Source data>
....................

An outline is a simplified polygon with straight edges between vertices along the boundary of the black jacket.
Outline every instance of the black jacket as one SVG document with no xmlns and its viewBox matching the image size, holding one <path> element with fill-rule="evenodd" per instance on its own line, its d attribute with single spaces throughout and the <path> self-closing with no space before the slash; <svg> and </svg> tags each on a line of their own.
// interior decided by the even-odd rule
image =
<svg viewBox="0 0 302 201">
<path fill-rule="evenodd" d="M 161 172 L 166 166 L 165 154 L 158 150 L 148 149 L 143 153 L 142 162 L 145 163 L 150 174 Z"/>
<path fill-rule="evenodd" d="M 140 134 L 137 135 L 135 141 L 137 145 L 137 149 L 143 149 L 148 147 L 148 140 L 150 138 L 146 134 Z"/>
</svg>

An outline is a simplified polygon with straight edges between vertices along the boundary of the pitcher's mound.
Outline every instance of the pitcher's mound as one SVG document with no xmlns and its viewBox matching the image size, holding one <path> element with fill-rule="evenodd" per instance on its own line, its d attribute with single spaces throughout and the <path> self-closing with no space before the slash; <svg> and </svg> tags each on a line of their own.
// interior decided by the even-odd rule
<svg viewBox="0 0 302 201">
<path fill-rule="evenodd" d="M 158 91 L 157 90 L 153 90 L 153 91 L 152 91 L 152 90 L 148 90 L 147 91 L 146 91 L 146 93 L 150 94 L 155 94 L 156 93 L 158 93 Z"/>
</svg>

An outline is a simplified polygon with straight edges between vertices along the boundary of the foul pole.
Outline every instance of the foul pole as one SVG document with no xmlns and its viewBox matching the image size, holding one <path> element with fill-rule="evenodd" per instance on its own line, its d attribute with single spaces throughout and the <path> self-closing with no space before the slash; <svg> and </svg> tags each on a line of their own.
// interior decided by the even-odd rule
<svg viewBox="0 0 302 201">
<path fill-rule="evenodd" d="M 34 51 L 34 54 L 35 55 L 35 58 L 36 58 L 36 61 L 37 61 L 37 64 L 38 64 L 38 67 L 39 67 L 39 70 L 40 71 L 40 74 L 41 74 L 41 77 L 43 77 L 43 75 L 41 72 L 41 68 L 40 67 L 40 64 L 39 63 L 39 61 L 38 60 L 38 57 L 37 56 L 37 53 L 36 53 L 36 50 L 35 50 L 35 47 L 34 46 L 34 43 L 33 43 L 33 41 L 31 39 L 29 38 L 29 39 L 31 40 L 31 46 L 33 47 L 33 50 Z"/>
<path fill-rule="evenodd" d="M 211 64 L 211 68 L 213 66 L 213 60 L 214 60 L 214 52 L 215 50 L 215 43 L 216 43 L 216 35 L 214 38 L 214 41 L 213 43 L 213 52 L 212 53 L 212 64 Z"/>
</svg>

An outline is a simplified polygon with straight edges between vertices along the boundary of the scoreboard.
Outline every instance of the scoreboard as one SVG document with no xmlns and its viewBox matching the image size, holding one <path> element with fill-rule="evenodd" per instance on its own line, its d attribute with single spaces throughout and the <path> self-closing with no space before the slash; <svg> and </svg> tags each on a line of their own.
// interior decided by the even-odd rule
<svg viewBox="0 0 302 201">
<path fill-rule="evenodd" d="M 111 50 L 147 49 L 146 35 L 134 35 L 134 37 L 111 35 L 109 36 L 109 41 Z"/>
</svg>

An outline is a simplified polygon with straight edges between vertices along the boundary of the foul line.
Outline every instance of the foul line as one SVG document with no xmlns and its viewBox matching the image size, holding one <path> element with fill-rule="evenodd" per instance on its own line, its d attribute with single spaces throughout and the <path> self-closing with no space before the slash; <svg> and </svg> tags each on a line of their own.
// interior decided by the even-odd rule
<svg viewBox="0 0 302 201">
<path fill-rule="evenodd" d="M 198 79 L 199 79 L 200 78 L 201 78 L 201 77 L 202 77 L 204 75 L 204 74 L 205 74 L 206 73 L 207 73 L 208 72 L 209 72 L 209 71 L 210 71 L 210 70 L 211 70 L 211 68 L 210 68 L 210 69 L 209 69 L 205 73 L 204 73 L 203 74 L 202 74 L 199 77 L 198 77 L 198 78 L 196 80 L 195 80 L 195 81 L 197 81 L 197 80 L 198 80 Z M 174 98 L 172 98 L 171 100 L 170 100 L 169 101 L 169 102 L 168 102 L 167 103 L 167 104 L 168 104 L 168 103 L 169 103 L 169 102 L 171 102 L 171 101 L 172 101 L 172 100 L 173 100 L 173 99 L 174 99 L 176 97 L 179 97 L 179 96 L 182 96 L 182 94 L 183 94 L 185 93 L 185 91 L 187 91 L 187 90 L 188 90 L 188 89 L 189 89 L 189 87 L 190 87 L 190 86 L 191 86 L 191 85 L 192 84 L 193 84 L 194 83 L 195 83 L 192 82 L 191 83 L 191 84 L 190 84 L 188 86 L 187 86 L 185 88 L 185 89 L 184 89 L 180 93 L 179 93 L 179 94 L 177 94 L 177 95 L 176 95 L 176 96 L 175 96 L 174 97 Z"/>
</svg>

....................

Reproduce every one of the lines above verbatim, without changing a single character.

An outline is a simplified polygon with straight edges between vertices along the boundary of the black jacket.
Outline every instance of the black jacket as one SVG document with no xmlns and its viewBox matching the image size, holding one <path> element with fill-rule="evenodd" per instance on its own line, its d attribute with single spaces throughout and the <path> self-closing with no space before the slash; <svg> and </svg> tags each on a line of their own.
// interior decided by the even-odd rule
image =
<svg viewBox="0 0 302 201">
<path fill-rule="evenodd" d="M 161 172 L 166 166 L 165 154 L 158 150 L 148 149 L 143 153 L 142 162 L 145 163 L 150 174 Z"/>
<path fill-rule="evenodd" d="M 140 134 L 137 135 L 135 141 L 137 145 L 137 149 L 143 149 L 148 147 L 148 140 L 150 138 L 146 134 Z"/>
</svg>

An outline is a simplified polygon with straight edges between vertices along the boundary of the pitcher's mound.
Outline every instance of the pitcher's mound as one SVG document with no xmlns and its viewBox matching the image size, holding one <path> element with fill-rule="evenodd" per instance on its own line, its d attribute with single spaces throughout and the <path> self-closing with no space before the slash; <svg> and </svg> tags each on a line of their own.
// interior decided by the even-odd rule
<svg viewBox="0 0 302 201">
<path fill-rule="evenodd" d="M 158 91 L 157 90 L 153 90 L 153 91 L 152 91 L 152 90 L 148 90 L 147 91 L 146 91 L 146 93 L 150 94 L 155 94 L 156 93 L 158 93 Z"/>
</svg>

An outline is a simplified polygon with straight edges between vertices along the boundary of the foul pole.
Outline every instance of the foul pole as one SVG document with no xmlns and its viewBox matching the image size, holding one <path> element with fill-rule="evenodd" per instance on its own line, its d attribute with single spaces throughout and the <path> self-closing with no space before the slash; <svg> and </svg> tags each on a line of their own.
// interior decided by the even-odd rule
<svg viewBox="0 0 302 201">
<path fill-rule="evenodd" d="M 34 51 L 34 54 L 35 55 L 35 58 L 36 58 L 36 61 L 37 61 L 37 64 L 38 64 L 38 67 L 39 67 L 39 70 L 40 71 L 40 74 L 41 74 L 41 77 L 43 77 L 43 75 L 41 72 L 41 68 L 40 67 L 40 64 L 39 63 L 39 61 L 38 60 L 38 57 L 37 56 L 37 53 L 36 53 L 36 50 L 35 50 L 35 47 L 34 46 L 34 43 L 33 43 L 33 41 L 31 39 L 29 38 L 29 39 L 31 40 L 31 46 L 33 47 L 33 50 Z"/>
<path fill-rule="evenodd" d="M 211 64 L 211 68 L 213 66 L 213 60 L 214 60 L 214 52 L 215 50 L 215 43 L 216 43 L 216 35 L 214 38 L 214 41 L 213 43 L 213 52 L 212 53 L 212 64 Z"/>
</svg>

An outline is a simplified polygon with straight edges between vertices along the boundary of the scoreboard.
Outline every instance of the scoreboard as one SVG document with no xmlns and its viewBox matching the image size, holding one <path> element with fill-rule="evenodd" per instance on its own line, its d attribute with single spaces throughout and the <path> self-closing with no space before the slash; <svg> and </svg> tags each on a line of their own.
// interior decided by the even-odd rule
<svg viewBox="0 0 302 201">
<path fill-rule="evenodd" d="M 111 50 L 147 49 L 146 35 L 134 35 L 134 37 L 111 35 L 109 36 L 109 41 Z"/>
</svg>

An outline is a simplified polygon with straight edges between vertices along the boundary of the foul line.
Outline every instance of the foul line as one SVG document with no xmlns and its viewBox matching the image size, holding one <path> element with fill-rule="evenodd" per instance on its own line, its d attribute with single spaces throughout and the <path> self-closing with no space before the slash; <svg> and </svg> tags each on a line of their own.
// interior decided by the even-odd rule
<svg viewBox="0 0 302 201">
<path fill-rule="evenodd" d="M 198 79 L 199 79 L 200 78 L 201 78 L 201 77 L 202 77 L 204 75 L 204 74 L 205 74 L 206 73 L 207 73 L 208 72 L 209 72 L 209 71 L 210 71 L 210 70 L 211 70 L 211 68 L 210 68 L 210 69 L 209 69 L 205 73 L 204 73 L 203 74 L 202 74 L 199 77 L 198 77 L 198 78 L 196 80 L 195 80 L 195 81 L 197 81 L 197 80 L 198 80 Z M 174 98 L 172 98 L 171 100 L 170 100 L 169 101 L 169 102 L 168 102 L 167 103 L 167 104 L 168 104 L 168 103 L 169 103 L 169 102 L 171 102 L 171 101 L 172 101 L 172 100 L 173 100 L 173 99 L 174 99 L 176 97 L 179 97 L 179 96 L 182 96 L 182 94 L 183 94 L 185 93 L 185 91 L 187 91 L 187 90 L 188 90 L 188 89 L 189 89 L 189 87 L 190 87 L 190 86 L 191 86 L 191 85 L 192 84 L 193 84 L 194 83 L 195 83 L 192 82 L 191 83 L 191 84 L 190 84 L 188 86 L 187 86 L 185 88 L 185 89 L 184 89 L 180 93 L 179 93 L 179 94 L 177 94 L 177 95 L 176 95 L 176 96 L 175 96 L 174 97 Z"/>
</svg>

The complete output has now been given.